→ Texto apresentado:
◇ ◇ ◇ ◇ ◇ ◇ ◇
DAS RINHAS DE GALO AO TOPO DO CARTEL DE JALISCO, QUEM É O MEXICANO PRESO NA PENITENCIÁRIA FEDERAL DE MOSSORÓ




José González Valencia, conhecido como 'El Chepa', aguarda decisão sobre sua extradição na penitenciária federal de Mossoró, junto com parte da cúpula do PCC.
O traficante de drogas José González Valencia pouco antes de ser preso no Brasil. Foto/Divulgação
Jafet Arias Becerra esperava a família na saída de um resort de luxo na região metropolitana de Fortaleza, em uma das concorridas praias do litoral cearense. Usava óculos escuro, camiseta branca, bermuda colorida de banho e chinelo quando policiais o cercaram. Este turista, que vinha ao Brasil pela terceira vez, não resistiu. Suas férias acabaram neste 22 de dezembro de 2017, assim como a farsa que ele havia construído até então. Sua identidade de estrangeiro residente na Bolívia trazia o nome Jafet, quando na verdade se tratava do mexicano José Gonzáles Valencia, vulgo El Chepa, número 2 do cartel Jalisco Nueva Generación de acordo com autoridades do país. A sorte parecia tê-lo abandonado.
Doze anos antes da Polícia Federal algemá-lo, El Chepa viveu um episódio cinematográfico. Passava da meia noite do dia 1º de agosto de 2005. Apesar da hora avançada de terça-feira, cerca de 250 pessoas se aglomeravam em torno do pequeno ringue para rinha de galo montado no centro da pista de hipismo conhecida como El Carril, na cidade de Tonalá, no Estado mexicano de Jalisco. Lá estas aves com esporas afiadas como navalhas e status de atleta são treinadas desde os primeiros anos de vida para matar ou morrer para deleite dos espectadores. Naquela noite, parte do público que torcia e fazia suas apostas era formada por integrantes do cartel Milenio, criado na década de 1970 por Armando Valencia Cornelio, conhecido como El Maradona, um ex-fazendeiro de abacates que passou a se dedicar ao tráfico de drogas. Quando o relógio marcava pouco menos de 15 minutos para uma hora da manhã o sangue das pessoas se misturou ao das aves e suas penas no ringue.
◇ ◇ ◇ ◇ ◇ ◇ ◇
→ Tarefa proposta 1: Como ficaria, de forma mais breve, o parágrafo do texto sobre El Chepa que começa com "Jafet Arias Becerra esperava a família", mantendo os fatos principais?
→ Tarefa proposta 2: Pode transcrever do texto sobre El Chepa o trecho que vai de "O traficante de" a "parecia tê-lo abandonado.", sem nenhuma alteração?
◇ ◇ ◇ ◇ ◇ ◇ ◇
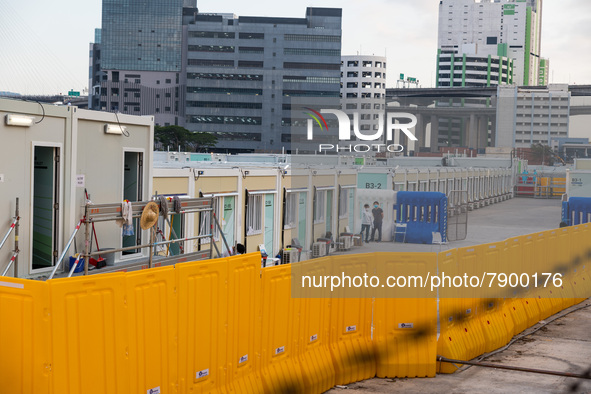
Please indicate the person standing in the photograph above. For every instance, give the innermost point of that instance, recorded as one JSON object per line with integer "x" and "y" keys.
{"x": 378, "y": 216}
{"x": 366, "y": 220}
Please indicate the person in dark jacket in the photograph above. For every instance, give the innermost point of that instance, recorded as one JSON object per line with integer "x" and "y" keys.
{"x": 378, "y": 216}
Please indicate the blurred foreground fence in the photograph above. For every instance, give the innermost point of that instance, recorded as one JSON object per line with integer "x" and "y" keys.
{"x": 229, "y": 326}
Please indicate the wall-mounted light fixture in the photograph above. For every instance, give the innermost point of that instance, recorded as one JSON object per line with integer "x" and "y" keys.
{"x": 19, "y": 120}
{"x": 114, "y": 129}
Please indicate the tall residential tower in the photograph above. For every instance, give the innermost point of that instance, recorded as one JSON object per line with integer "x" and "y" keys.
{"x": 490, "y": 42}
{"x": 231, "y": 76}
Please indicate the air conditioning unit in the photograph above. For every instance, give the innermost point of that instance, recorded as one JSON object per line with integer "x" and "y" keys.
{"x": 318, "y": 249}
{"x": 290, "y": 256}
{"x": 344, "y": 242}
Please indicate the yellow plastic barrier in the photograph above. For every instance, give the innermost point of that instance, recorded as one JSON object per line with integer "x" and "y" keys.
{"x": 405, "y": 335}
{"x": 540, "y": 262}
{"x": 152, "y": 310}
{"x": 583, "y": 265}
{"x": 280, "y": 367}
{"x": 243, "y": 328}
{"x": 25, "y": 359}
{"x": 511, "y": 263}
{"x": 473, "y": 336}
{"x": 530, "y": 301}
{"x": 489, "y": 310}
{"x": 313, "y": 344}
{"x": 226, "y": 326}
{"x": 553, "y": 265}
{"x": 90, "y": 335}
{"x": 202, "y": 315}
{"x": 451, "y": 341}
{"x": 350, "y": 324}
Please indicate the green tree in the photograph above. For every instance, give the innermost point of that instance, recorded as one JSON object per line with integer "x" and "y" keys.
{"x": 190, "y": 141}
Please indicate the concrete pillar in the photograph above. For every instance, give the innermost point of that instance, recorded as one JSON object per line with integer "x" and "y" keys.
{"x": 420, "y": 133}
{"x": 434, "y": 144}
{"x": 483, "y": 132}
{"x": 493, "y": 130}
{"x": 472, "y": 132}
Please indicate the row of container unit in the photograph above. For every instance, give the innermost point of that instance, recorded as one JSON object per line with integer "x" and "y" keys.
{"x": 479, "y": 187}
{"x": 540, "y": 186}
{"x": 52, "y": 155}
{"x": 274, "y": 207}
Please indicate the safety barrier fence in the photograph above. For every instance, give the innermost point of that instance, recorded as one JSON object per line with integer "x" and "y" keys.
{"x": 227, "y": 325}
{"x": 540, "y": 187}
◇ ◇ ◇ ◇ ◇ ◇ ◇
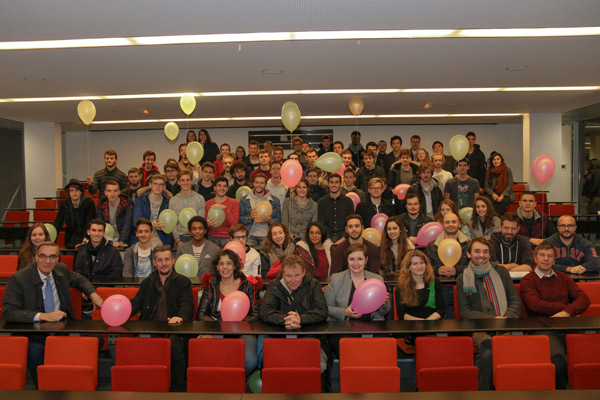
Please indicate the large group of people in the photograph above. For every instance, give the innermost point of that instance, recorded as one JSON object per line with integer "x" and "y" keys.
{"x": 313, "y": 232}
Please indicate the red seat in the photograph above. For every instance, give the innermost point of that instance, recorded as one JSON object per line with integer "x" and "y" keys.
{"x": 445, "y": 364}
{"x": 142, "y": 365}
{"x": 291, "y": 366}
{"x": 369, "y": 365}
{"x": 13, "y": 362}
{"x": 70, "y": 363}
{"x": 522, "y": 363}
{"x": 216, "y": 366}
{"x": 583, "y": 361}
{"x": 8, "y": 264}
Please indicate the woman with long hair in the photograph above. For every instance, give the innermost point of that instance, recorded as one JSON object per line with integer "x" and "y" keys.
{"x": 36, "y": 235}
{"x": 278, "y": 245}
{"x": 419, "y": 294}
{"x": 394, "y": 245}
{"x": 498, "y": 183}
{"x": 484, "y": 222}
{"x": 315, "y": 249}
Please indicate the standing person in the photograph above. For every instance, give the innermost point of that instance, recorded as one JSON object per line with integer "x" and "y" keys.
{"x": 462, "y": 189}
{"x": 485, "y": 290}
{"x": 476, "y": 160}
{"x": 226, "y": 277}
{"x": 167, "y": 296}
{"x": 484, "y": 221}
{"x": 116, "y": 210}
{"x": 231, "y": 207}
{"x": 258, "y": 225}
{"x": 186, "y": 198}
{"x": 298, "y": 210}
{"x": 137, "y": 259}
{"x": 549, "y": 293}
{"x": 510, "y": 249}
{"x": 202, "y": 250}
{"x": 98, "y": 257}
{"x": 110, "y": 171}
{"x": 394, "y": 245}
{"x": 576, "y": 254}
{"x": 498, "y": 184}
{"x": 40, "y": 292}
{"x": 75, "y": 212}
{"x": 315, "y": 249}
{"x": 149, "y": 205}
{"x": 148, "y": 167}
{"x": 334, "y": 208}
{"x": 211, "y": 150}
◇ ◇ ◇ ◇ ◇ ◇ ◇
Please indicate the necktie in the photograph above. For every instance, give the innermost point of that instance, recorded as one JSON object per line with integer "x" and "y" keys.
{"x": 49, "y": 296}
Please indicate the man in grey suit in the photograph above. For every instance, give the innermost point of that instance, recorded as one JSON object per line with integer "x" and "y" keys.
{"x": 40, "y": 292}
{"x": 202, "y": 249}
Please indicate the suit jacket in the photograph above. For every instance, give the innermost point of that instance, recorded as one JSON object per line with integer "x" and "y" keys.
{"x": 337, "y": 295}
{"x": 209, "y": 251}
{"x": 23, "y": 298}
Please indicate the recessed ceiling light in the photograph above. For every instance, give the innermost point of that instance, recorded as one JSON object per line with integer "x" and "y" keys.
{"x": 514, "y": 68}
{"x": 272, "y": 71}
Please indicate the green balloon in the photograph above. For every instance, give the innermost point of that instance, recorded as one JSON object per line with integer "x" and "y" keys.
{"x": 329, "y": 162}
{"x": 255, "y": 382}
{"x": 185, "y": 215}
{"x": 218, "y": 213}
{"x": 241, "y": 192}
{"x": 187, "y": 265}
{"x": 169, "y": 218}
◇ ◇ ◇ ◇ ◇ ◇ ◇
→ Resposta 1: Em 22 de dezembro de 2017, policiais cercaram um turista na saída de um resort de luxo na região metropolitana de Fortaleza, onde ele esperava a família. Era sua terceira vinda ao Brasil, e ele não resistiu. Sua identidade de estrangeiro residente na Bolívia trazia o nome Jafet. Na verdade, ele era o mexicano José Gonzáles Valencia, o El Chepa, número 2 do cartel Jalisco Nueva Generación segundo autoridades do país.

→ Resposta 2:
O traficante de drogas José González Valencia pouco antes de ser preso no Brasil. Foto/Divulgação
Jafet Arias Becerra esperava a família na saída de um resort de luxo na região metropolitana de Fortaleza, em uma das concorridas praias do litoral cearense. Usava óculos escuro, camiseta branca, bermuda colorida de banho e chinelo quando policiais o cercaram. Este turista, que vinha ao Brasil pela terceira vez, não resistiu. Suas férias acabaram neste 22 de dezembro de 2017, assim como a farsa que ele havia construído até então. Sua identidade de estrangeiro residente na Bolívia trazia o nome Jafet, quando na verdade se tratava do mexicano José Gonzáles Valencia, vulgo El Chepa, número 2 do cartel Jalisco Nueva Generación de acordo com autoridades do país. A sorte parecia tê-lo abandonado.